**Fragment:**
Conclusie & de toekomst van de bedrijventerreinen

Met de feiten en data is gekeken naar kansen & uitdagingen, de toekomstige rol van de Leidse bedrijventerreinen. Dit is gebaseerd op het begrip ’15-minutenstad’, waarbinnen de gebruiker centraal wordt gesteld, ofwel de ondernemers, medewerkers en de bezoekers. In een ’15-minutenstad’ is er voldoende lokale werkgelegenheid en liggen alle belangrijke voorzieningen op 15 minuten loopafstand. Wanneer men de gebruiker en het lokale voorzieningenniveau van de terreinen centraal stelt komt de potentie van de bedrijventerreinen naar voren.

**Gegevens ter beoordeling:**
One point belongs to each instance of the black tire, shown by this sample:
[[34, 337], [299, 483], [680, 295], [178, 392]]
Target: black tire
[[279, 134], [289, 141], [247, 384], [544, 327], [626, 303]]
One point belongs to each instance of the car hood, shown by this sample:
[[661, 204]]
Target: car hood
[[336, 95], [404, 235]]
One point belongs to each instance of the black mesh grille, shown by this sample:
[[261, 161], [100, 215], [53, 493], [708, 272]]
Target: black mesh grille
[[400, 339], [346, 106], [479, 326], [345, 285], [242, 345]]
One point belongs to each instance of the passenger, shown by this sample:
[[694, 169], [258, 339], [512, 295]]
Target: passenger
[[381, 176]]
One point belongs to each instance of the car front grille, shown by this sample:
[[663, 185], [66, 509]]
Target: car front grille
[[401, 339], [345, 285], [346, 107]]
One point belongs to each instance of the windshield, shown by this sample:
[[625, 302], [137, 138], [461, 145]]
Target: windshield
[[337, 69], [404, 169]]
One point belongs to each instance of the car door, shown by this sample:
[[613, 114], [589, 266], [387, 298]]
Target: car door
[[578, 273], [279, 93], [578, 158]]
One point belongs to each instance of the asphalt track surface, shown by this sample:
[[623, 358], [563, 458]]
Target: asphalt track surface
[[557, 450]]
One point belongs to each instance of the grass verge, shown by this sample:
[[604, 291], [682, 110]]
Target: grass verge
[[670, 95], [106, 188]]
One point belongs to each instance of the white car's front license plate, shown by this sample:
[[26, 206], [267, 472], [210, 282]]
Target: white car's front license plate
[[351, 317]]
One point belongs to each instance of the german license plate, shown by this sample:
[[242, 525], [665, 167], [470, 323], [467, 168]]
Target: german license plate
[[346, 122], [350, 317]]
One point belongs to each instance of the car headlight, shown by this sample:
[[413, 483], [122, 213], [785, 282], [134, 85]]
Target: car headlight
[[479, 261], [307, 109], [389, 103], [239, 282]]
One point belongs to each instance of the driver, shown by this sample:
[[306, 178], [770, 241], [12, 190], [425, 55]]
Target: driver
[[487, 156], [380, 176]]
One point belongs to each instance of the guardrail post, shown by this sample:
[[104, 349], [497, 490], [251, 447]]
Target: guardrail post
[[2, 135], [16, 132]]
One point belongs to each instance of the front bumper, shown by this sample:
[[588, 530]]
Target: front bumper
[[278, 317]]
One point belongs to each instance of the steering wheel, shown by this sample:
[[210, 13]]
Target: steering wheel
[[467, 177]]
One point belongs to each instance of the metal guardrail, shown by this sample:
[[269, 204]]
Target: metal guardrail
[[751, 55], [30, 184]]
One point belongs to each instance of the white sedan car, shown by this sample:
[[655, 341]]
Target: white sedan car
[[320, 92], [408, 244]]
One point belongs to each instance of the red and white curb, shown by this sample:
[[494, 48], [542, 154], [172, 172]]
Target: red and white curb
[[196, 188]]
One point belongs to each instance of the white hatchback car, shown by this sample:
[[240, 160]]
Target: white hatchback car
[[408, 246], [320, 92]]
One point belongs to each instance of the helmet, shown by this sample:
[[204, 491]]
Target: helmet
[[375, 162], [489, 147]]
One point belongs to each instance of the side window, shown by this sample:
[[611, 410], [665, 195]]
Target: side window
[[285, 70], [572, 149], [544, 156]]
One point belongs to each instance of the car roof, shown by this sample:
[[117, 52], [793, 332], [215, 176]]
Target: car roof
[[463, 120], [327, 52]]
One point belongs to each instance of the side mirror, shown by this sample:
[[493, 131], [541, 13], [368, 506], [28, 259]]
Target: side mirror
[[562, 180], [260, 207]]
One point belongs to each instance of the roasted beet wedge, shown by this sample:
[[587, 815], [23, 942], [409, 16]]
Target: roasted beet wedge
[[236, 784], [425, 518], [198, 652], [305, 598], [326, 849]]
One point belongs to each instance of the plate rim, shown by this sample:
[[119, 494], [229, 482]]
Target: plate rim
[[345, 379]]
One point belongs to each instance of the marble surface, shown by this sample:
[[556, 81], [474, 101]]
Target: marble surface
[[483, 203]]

**Uit te voeren taken:**
• 1. Binnen welke loopafstand liggen volgens het fragment in een '15-minutenstad' alle belangrijke voorzieningen?
• 2. Welke groepen noemt het fragment als de gebruiker die centraal wordt gesteld? Noem ze allemaal.

**Jouw antwoorden:**
• 1. Op 15 minuten loopafstand.

• 2. De ondernemers, de medewerkers en de bezoekers.